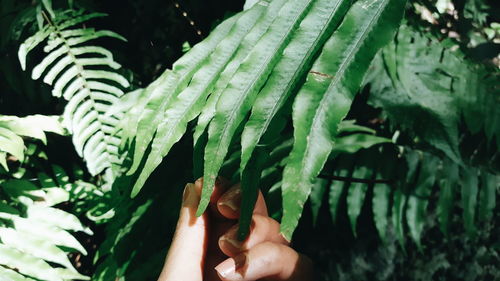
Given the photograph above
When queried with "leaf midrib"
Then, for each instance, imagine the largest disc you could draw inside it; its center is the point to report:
(338, 75)
(269, 58)
(267, 121)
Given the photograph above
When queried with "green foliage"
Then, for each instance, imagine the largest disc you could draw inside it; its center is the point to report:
(35, 236)
(263, 99)
(247, 71)
(431, 88)
(13, 128)
(85, 76)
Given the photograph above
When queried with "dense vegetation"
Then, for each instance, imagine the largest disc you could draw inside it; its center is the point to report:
(371, 126)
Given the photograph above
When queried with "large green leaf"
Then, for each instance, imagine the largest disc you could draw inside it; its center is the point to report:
(470, 190)
(427, 86)
(188, 104)
(236, 100)
(169, 84)
(314, 30)
(325, 98)
(247, 45)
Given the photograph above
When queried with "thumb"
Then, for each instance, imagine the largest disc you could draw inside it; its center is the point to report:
(185, 256)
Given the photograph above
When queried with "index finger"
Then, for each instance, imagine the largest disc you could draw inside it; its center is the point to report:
(229, 203)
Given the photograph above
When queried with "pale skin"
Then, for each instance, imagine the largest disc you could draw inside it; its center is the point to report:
(205, 248)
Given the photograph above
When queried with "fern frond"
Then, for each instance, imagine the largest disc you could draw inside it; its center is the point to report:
(13, 128)
(235, 102)
(325, 98)
(32, 233)
(189, 102)
(84, 76)
(168, 85)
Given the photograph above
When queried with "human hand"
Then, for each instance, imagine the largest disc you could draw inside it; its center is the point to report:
(206, 247)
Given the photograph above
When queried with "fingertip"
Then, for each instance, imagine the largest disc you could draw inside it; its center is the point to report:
(232, 269)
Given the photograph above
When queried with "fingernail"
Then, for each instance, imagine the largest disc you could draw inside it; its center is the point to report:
(226, 268)
(232, 268)
(187, 192)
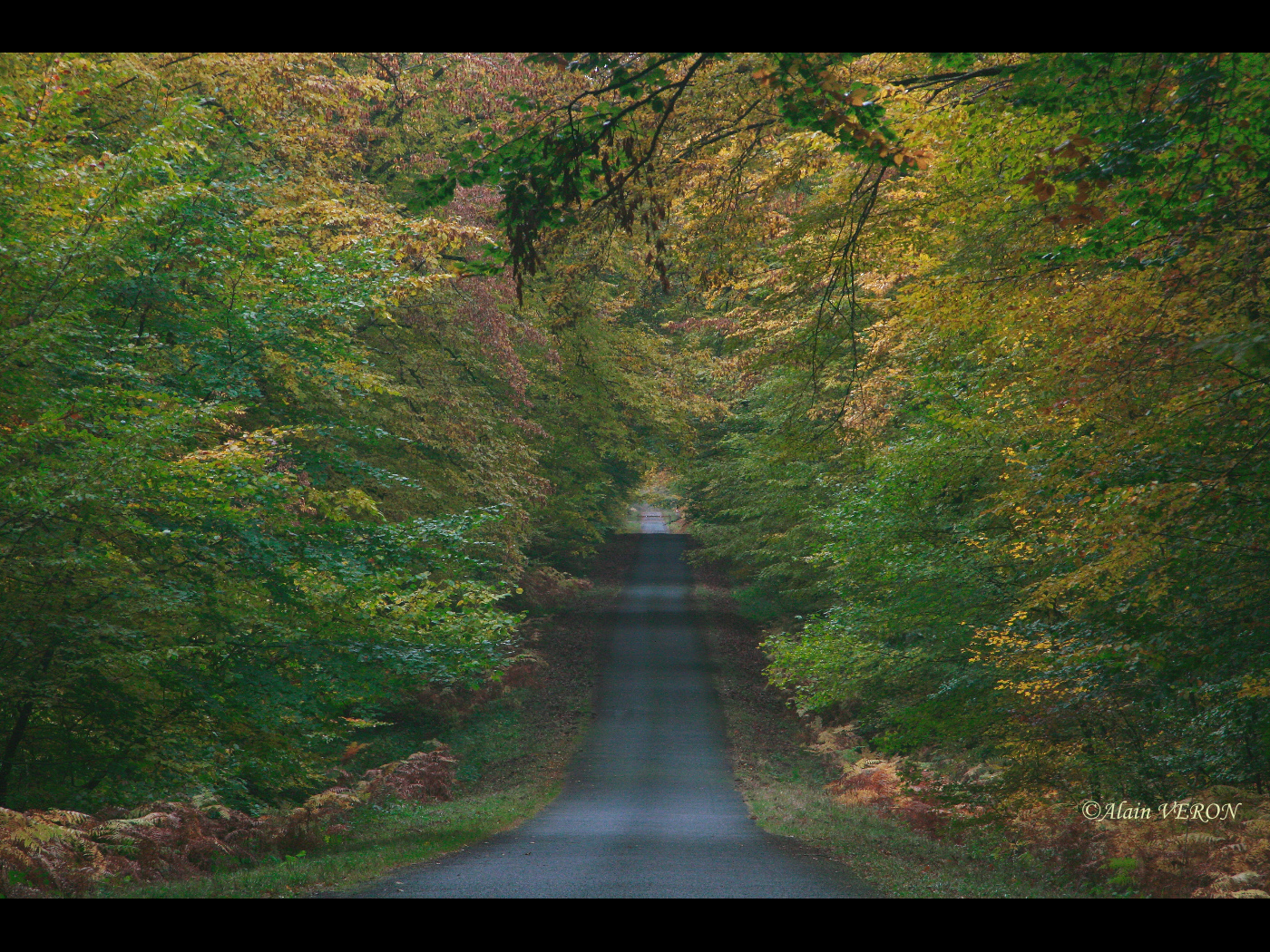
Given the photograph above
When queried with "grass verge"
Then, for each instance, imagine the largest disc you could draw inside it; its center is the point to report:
(512, 751)
(784, 784)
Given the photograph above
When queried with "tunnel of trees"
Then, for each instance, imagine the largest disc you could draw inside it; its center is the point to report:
(959, 362)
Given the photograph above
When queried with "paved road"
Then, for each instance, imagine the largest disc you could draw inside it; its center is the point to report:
(650, 808)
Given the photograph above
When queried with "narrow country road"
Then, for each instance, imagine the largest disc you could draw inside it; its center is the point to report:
(650, 808)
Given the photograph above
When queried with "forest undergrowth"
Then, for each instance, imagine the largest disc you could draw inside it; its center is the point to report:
(489, 759)
(894, 819)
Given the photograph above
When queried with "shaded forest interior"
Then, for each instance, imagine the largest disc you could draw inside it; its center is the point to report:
(326, 376)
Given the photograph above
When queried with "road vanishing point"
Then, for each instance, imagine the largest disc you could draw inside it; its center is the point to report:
(650, 806)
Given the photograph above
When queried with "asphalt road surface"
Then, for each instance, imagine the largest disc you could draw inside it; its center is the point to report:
(650, 806)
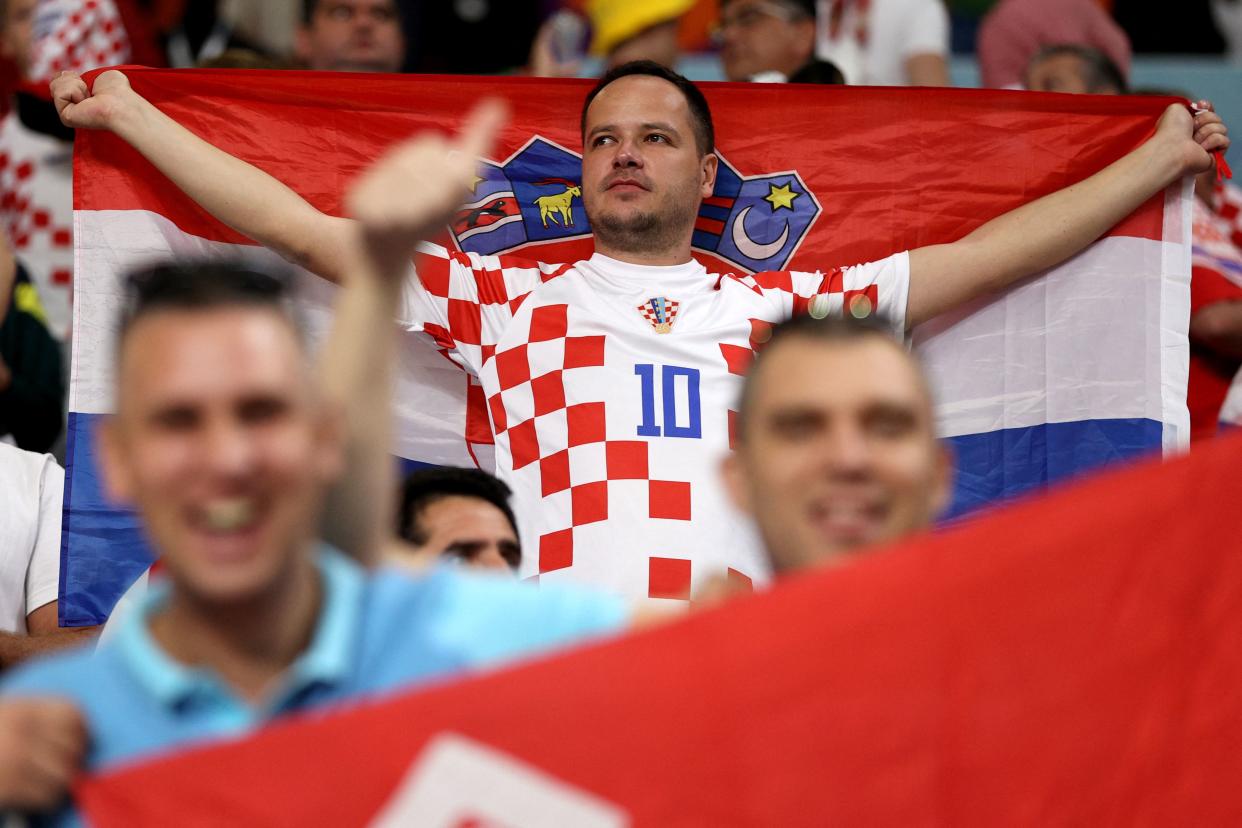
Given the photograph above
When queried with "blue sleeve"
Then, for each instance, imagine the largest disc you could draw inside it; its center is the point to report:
(497, 620)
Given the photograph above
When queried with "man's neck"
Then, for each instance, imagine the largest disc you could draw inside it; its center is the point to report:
(675, 256)
(247, 644)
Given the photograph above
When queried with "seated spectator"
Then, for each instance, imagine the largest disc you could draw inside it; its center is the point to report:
(886, 42)
(31, 382)
(1077, 70)
(636, 30)
(31, 489)
(827, 469)
(352, 36)
(461, 514)
(1016, 30)
(771, 40)
(226, 447)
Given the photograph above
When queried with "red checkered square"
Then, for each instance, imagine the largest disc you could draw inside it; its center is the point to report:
(627, 459)
(512, 368)
(466, 322)
(555, 550)
(549, 392)
(586, 423)
(670, 499)
(496, 406)
(550, 322)
(668, 577)
(554, 473)
(584, 351)
(737, 358)
(523, 443)
(590, 503)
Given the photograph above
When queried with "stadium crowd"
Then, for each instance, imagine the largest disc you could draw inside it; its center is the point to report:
(294, 570)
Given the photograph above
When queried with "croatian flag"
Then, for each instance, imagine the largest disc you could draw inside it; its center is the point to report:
(1082, 366)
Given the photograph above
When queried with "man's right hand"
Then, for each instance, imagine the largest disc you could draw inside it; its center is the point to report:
(42, 744)
(85, 108)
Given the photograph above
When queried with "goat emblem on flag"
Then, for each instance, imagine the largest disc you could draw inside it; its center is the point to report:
(661, 312)
(535, 195)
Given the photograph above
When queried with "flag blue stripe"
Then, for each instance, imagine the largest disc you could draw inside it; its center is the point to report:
(995, 466)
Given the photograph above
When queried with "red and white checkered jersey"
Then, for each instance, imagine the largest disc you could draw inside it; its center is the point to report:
(611, 392)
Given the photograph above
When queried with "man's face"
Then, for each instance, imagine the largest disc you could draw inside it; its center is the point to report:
(470, 529)
(764, 36)
(222, 447)
(353, 36)
(642, 174)
(18, 39)
(1061, 73)
(837, 450)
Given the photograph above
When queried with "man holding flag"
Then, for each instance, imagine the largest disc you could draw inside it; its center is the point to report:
(609, 382)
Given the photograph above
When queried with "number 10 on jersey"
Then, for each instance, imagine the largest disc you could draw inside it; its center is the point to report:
(679, 397)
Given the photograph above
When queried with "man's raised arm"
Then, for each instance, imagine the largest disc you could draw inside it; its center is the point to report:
(404, 199)
(1050, 230)
(240, 195)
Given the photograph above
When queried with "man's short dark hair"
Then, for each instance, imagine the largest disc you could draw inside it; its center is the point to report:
(1102, 72)
(427, 486)
(203, 286)
(308, 8)
(701, 114)
(841, 330)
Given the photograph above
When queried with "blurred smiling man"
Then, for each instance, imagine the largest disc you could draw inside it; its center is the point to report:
(352, 36)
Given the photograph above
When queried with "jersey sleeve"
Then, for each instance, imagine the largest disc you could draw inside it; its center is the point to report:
(876, 287)
(465, 301)
(44, 575)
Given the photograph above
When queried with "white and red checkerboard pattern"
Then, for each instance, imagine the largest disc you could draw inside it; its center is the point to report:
(555, 350)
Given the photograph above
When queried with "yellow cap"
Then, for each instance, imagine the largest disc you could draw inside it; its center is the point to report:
(616, 21)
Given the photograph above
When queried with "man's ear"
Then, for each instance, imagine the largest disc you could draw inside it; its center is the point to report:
(734, 474)
(709, 164)
(113, 463)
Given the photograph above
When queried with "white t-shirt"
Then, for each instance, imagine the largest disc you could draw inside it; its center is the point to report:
(31, 498)
(610, 391)
(871, 40)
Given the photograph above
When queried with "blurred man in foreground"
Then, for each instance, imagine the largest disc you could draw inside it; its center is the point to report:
(831, 467)
(226, 446)
(461, 514)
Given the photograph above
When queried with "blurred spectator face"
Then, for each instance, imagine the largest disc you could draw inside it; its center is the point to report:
(642, 169)
(656, 44)
(836, 450)
(1073, 73)
(221, 445)
(18, 37)
(764, 36)
(468, 529)
(353, 36)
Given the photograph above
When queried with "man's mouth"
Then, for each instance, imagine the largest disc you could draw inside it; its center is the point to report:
(227, 515)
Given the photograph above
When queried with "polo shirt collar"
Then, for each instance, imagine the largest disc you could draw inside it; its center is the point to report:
(327, 659)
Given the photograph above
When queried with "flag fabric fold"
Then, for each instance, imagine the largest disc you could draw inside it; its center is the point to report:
(1082, 366)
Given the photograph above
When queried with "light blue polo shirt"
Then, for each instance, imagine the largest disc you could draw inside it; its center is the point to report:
(376, 632)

■ **STATED PROBLEM**
Show every line of the records that contains the string "road", treating uppercase and lowercase as different.

■ **ANSWER**
When queried with "paved road"
When queried with "narrow country road"
When queried with "road vanishing point"
When queried with "asphalt road surface"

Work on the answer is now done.